— Work instruction —
Locate the word "flagpole" in the material, then show every line that holds it.

— Data under study —
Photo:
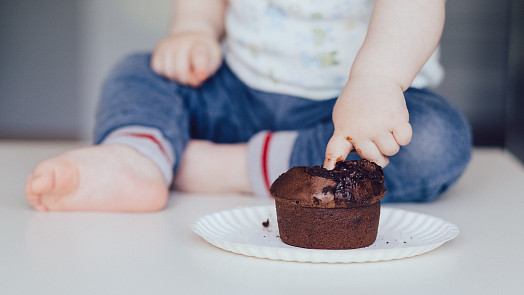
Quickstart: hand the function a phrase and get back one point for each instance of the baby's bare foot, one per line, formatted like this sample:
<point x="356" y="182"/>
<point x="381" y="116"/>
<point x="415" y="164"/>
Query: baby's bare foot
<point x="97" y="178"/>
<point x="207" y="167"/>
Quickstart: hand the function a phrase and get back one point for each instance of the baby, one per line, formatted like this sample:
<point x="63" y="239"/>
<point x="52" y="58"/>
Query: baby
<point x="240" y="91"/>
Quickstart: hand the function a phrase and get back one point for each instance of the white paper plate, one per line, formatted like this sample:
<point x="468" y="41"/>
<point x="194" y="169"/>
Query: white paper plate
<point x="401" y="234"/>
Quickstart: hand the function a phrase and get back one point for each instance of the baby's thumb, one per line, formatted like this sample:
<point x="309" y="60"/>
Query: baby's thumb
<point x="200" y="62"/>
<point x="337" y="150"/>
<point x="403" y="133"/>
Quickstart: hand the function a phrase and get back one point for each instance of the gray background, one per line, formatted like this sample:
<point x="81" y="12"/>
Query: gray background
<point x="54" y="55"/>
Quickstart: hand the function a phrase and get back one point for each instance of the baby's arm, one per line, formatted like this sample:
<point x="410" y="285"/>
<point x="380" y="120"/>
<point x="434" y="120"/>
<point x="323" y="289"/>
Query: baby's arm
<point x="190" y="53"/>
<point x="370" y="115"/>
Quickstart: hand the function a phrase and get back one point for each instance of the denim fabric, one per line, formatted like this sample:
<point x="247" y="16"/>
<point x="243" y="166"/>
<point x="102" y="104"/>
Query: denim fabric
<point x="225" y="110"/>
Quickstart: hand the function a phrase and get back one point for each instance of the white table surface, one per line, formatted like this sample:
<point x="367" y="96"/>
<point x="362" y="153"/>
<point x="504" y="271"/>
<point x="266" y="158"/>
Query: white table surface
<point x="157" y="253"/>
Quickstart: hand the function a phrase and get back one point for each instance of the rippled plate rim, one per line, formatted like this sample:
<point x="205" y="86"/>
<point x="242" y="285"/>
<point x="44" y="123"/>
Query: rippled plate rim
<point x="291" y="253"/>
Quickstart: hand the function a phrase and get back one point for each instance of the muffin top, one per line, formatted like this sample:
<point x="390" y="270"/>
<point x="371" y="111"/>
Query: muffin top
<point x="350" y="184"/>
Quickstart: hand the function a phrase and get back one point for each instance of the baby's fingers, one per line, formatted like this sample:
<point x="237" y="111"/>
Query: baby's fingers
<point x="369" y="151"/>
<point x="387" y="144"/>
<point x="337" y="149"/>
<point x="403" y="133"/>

--

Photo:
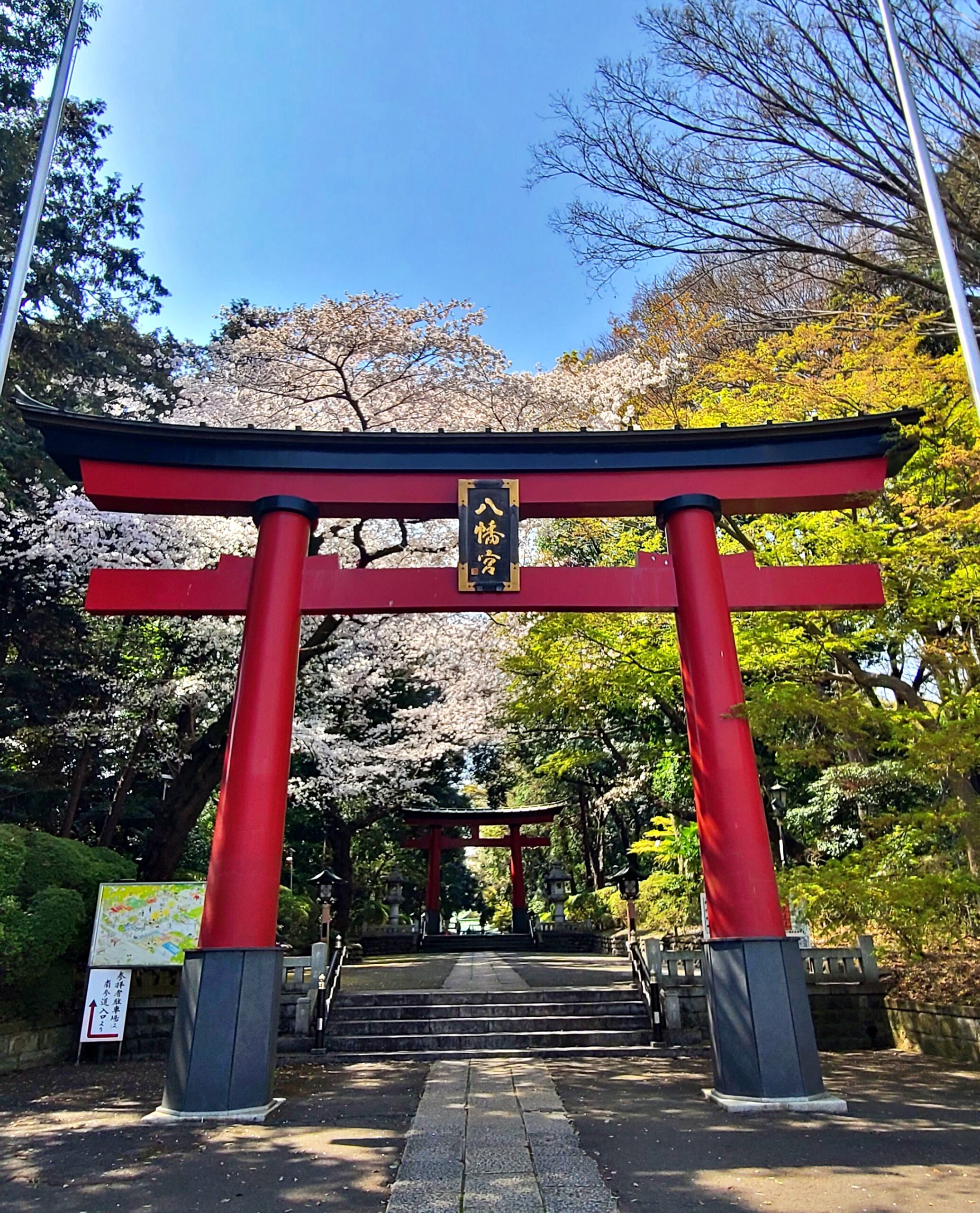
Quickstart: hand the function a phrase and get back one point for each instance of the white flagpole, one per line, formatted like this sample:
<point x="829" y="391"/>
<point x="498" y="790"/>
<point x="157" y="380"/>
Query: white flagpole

— Task result —
Quickstart: hand the function a phrase and get back one point for each instance of the white flagpole, one per line, formatted like this sample:
Query: white flagpole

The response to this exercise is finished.